Put every line of the material below into a Markdown table with two columns, "Row" for the row number and "Line" for the line itself. Leave out any blank lines.

** start of INFORMATION SUPPLIED **

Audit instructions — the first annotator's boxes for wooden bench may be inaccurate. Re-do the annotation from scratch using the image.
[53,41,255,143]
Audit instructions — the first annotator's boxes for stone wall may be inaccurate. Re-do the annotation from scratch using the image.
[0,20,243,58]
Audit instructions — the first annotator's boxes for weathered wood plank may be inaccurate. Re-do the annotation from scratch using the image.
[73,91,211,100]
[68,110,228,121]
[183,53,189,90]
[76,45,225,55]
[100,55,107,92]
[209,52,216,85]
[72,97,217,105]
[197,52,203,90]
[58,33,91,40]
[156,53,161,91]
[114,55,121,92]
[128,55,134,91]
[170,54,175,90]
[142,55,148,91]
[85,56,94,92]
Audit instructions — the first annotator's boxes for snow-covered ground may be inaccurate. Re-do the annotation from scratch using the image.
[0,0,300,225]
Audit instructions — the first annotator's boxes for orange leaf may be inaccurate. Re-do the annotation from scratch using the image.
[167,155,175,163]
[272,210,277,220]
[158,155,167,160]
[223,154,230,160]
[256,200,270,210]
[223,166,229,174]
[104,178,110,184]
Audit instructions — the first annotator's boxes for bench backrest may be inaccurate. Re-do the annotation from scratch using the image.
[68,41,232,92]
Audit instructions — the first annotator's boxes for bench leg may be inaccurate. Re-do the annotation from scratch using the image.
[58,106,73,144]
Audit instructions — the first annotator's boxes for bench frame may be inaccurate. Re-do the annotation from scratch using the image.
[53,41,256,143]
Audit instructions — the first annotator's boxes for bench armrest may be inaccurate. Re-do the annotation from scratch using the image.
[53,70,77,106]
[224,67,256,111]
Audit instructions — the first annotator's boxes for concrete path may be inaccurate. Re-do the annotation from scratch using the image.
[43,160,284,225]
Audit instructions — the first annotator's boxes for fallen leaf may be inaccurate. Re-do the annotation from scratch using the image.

** end of INFORMATION SUPPLIED **

RESULT OF THE TASK
| Row | Line |
|---|---|
| 1 | Audit instructions — the first annotator's boxes for wooden bench may be inaccurate. Re-do the annotation from scratch using the image. |
| 2 | [53,41,255,143] |
| 3 | Audit instructions — the first annotator's boxes for stone wall may be inaccurate. Re-do the annotation from scratch using the image. |
| 4 | [0,20,243,58] |
| 5 | Audit instructions — the first annotator's boxes for weathered wood plank may be inaccurate. Re-do the annotation from scratch using the image. |
| 6 | [73,91,211,100] |
| 7 | [68,110,228,121] |
| 8 | [183,53,189,90] |
| 9 | [76,45,225,55] |
| 10 | [100,55,107,92] |
| 11 | [209,52,216,85] |
| 12 | [72,97,217,105] |
| 13 | [197,52,203,90] |
| 14 | [58,33,91,40] |
| 15 | [156,53,161,91] |
| 16 | [114,55,121,92] |
| 17 | [128,55,134,91] |
| 18 | [170,54,175,90] |
| 19 | [142,55,148,91] |
| 20 | [85,56,94,92] |
| 21 | Audit instructions — the first annotator's boxes for snow-covered ground may be inaccurate. Re-do the annotation from scratch using the image. |
| 22 | [0,0,300,225] |
| 23 | Audit instructions — the first annotator's boxes for orange leaf may be inaccurate. Re-do the annotation from scratch using the image. |
| 24 | [167,155,175,163] |
| 25 | [272,210,277,220] |
| 26 | [158,155,167,160] |
| 27 | [223,154,230,160] |
| 28 | [256,200,270,210] |
| 29 | [223,166,229,174] |
| 30 | [104,178,110,184] |
| 31 | Audit instructions — the first annotator's boxes for bench backrest may be inaccurate. Re-do the annotation from scratch using the image. |
| 32 | [68,41,232,92] |
| 33 | Audit instructions — the first annotator's boxes for bench leg may be inaccurate. Re-do the annotation from scratch using the image. |
| 34 | [58,106,73,144] |
| 35 | Audit instructions — the first annotator's boxes for bench frame may be inaccurate. Re-do the annotation from scratch using the image. |
| 36 | [53,41,256,143] |
| 37 | Audit instructions — the first annotator's boxes for bench armrest may be inaccurate. Re-do the annotation from scratch using the image. |
| 38 | [53,70,77,106] |
| 39 | [224,67,256,111] |
| 40 | Audit instructions — the first annotator's boxes for concrete path may be inaccurate. Re-do the annotation from scratch using the image. |
| 41 | [43,160,284,225] |
| 42 | Audit instructions — the first annotator's boxes for fallen leaf may be inaccurate. Re-do the annotation from scratch using the image. |